Provided data:
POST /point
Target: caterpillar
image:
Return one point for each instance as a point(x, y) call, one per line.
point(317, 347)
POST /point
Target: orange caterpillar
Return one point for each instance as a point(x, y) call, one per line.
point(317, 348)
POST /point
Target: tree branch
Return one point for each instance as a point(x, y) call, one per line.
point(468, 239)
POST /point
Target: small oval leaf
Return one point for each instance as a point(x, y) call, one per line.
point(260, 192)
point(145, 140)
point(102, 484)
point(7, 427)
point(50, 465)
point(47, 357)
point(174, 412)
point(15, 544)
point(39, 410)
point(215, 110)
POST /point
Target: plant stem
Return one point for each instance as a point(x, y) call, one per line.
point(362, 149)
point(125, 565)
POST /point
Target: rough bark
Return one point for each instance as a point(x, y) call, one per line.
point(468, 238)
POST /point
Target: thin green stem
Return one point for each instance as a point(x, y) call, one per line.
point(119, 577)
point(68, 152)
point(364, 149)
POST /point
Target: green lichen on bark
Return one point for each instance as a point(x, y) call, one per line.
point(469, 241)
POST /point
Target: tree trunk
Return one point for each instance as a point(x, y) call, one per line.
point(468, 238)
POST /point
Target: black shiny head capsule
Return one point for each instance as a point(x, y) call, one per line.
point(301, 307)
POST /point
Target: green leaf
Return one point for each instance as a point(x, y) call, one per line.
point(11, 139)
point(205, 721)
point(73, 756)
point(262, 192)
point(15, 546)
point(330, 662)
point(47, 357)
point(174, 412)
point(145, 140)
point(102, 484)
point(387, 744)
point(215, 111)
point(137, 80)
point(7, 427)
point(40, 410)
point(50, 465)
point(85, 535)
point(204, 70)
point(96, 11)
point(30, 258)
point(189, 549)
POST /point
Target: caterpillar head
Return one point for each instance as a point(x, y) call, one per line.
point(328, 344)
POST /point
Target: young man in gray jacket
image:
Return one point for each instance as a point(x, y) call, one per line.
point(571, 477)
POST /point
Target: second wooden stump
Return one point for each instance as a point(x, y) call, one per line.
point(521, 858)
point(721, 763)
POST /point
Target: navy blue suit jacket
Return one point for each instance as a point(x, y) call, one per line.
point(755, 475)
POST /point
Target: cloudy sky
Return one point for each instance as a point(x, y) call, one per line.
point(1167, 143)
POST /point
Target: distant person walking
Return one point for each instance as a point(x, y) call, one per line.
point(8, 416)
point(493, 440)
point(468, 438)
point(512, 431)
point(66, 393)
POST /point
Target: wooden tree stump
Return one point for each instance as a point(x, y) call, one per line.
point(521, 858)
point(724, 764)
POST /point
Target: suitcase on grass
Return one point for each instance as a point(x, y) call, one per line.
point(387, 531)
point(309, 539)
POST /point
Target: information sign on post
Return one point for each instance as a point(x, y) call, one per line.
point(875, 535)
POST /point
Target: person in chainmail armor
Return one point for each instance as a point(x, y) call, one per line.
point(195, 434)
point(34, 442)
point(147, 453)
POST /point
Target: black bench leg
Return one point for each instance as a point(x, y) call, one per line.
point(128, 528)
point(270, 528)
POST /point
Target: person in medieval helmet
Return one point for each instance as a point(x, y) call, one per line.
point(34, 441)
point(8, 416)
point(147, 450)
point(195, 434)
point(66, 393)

Exercise:
Print the lines from the start of the records through the line containing "point(301, 307)", both included, with nothing changed.

Complete output:
POST /point
Target: caterpillar
image:
Return one point for each instance as a point(x, y) call, one per line.
point(317, 347)
POST /point
Target: orange caterpillar
Return one point for each instance as a point(x, y) call, one per line.
point(317, 348)
POST /point
Target: tree branch
Return one point for each instance as a point(x, y) call, one per line.
point(468, 239)
POST /point
Target: small oval leaf
Return one point for each instance as a point(x, y) call, one per line.
point(260, 192)
point(145, 140)
point(102, 484)
point(7, 427)
point(50, 465)
point(47, 357)
point(174, 412)
point(15, 544)
point(39, 410)
point(215, 110)
POST /point
Target: plant stem
Return one point for each instance as a point(x, y) call, one per line.
point(362, 149)
point(125, 565)
POST /point
Target: rough bark
Return one point for each instance as a point(x, y) call, one per line.
point(468, 238)
POST /point
Target: thin green stem
Return one point for each instance as a point(x, y) call, one per line.
point(119, 577)
point(68, 152)
point(364, 149)
POST /point
Target: green lichen on bark
Return one point for each instance as a point(x, y) call, one per line.
point(469, 241)
POST /point
Target: tree trunk
Return one point for each instance as a point(x, y) call, one per line.
point(468, 238)
POST /point
Target: black shiny head capsule
Return one point for each instance as a point(x, y) call, one per line.
point(301, 307)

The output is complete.